**STATED GOAL A**: Rewrite the paragraph of the June challenge thread that begins "Remember that you may approach" as a short bulleted list, keeping its main facts.
**STATED GOAL B**: In the listing below, recast the lines from the one containing "Please indicate the tree" through the end of the listing as a JSON list of strings, one string per line, with blank lines left out.

**TEXT SHOWN**:
■ ■ ■ ■ ■ ■ ■
# June Challenge - "Facades"



## Baron (Jun 11, 2012)

The theme for the June challenge, suggested by Chester's Daughter, is *"Facades".

*Remember that you may approach the subject in whatever way you wish, though of course site rules apply. If you are unsure of the challenge rules please read the 'stickies' at the top of the board, it is disheartening to disqualify people for things like a trivial edit, but the rules will be applied.

This challenge will close on the *26th June 2012. 

**Please make sure that your work is properly formatted before pressing the submit button. Work edited after posting may be excluded from the challenge. Do not post comments in this thread. Any discussions should be posted in the Bards' Bistro.*


----------



## Baron (Jun 12, 2012)

*Laconically Linguistic*​_

Laconically linguistic flow – 
___stabbing verbs
from the hand of the mystic 
- mask the absurd
___breaks 
___of reason
that establish his world.

Simple and clear,
his words appear a feast 
for the eye and a melody 
___to the ear -
yet only the few see 
the secrets unfurled.

___Talk
to the stranger 
beside you on the tube – 
to the trees; to the wall 
which bears the images 
that bring you 
___to your knees -
a fool wears the crown 
___while you spurn
___the wisdom thrown.

As night approaches, 
when men’s prayers are heard 
___no more,
for they failed to read the signs 
though they were pinned 
___to every door -
folk only scanned the surface 
and the mystery stayed 
___unknown.

The prophets wrote 
their vision on the walls 
___and in the malls;
the poets and the artists carried 
wisdom’s plaintive calls,
while none really believed 
that they would reap 
what they had sown -
___blindness
___in the dark crowd 
where each phantom stands 

___alone._


----------



## toddm (Jun 12, 2012)
■ ■ ■ ■ ■ ■ ■
**DATA**:
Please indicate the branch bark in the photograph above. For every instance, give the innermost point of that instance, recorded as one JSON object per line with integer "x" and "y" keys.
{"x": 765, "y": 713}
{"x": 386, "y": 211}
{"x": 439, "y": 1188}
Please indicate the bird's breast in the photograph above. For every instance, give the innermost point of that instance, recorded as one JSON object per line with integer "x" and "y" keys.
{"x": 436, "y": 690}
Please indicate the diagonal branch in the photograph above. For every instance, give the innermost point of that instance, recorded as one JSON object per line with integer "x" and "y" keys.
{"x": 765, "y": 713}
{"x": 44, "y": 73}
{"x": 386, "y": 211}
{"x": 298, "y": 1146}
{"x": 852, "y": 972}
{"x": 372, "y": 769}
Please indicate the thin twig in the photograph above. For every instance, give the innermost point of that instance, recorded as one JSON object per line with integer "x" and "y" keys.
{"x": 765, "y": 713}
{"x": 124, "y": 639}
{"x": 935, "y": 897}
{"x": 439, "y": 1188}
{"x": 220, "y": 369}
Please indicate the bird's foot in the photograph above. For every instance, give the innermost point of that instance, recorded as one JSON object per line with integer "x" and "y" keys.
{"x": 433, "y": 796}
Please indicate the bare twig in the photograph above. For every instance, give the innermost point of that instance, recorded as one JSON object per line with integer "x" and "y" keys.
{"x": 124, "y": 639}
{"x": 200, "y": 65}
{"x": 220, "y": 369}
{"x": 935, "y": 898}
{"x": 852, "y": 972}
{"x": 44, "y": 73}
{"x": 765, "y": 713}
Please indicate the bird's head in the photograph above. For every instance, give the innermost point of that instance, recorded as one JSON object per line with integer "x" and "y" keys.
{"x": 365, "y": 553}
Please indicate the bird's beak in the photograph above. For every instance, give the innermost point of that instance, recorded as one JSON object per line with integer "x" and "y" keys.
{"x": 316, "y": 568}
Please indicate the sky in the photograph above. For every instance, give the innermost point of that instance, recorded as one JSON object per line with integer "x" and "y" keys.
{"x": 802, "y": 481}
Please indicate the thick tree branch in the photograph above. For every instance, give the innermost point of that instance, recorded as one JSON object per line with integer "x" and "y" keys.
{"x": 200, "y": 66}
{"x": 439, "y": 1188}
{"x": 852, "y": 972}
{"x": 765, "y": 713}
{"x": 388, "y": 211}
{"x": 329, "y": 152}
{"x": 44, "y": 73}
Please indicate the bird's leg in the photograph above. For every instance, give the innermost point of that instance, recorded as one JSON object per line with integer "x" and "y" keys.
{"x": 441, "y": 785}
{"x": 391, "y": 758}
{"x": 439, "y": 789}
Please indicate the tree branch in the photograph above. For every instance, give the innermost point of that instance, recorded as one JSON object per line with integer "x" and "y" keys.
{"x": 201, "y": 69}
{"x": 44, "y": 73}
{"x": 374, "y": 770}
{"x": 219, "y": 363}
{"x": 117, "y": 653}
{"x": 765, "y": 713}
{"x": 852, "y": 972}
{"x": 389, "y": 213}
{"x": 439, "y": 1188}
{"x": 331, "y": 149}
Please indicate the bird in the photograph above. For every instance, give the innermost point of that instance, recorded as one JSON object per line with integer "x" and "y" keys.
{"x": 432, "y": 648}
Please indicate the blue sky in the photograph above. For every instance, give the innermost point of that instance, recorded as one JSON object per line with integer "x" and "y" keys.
■ ■ ■ ■ ■ ■ ■
**RESPONSE A**:
- The subject may be approached in any way, but site rules apply.
- Anyone unsure of the challenge rules should read the stickies at the top of the board.
- Disqualifying people for something like a trivial edit is disheartening, but the rules will be applied.

**RESPONSE B**:
[
  "Please indicate the tree branch in the photograph above. For every instance, give the innermost point of that instance, recorded as one JSON object per line with integer \"x\" and \"y\" keys.",
  "{\"x\": 201, \"y\": 69}",
  "{\"x\": 44, \"y\": 73}",
  "{\"x\": 374, \"y\": 770}",
  "{\"x\": 219, \"y\": 363}",
  "{\"x\": 117, \"y\": 653}",
  "{\"x\": 765, \"y\": 713}",
  "{\"x\": 852, \"y\": 972}",
  "{\"x\": 389, \"y\": 213}",
  "{\"x\": 439, \"y\": 1188}",
  "{\"x\": 331, \"y\": 149}",
  "Please indicate the bird in the photograph above. For every instance, give the innermost point of that instance, recorded as one JSON object per line with integer \"x\" and \"y\" keys.",
  "{\"x\": 432, \"y\": 648}",
  "Please indicate the blue sky in the photograph above. For every instance, give the innermost point of that instance, recorded as one JSON object per line with integer \"x\" and \"y\" keys."
]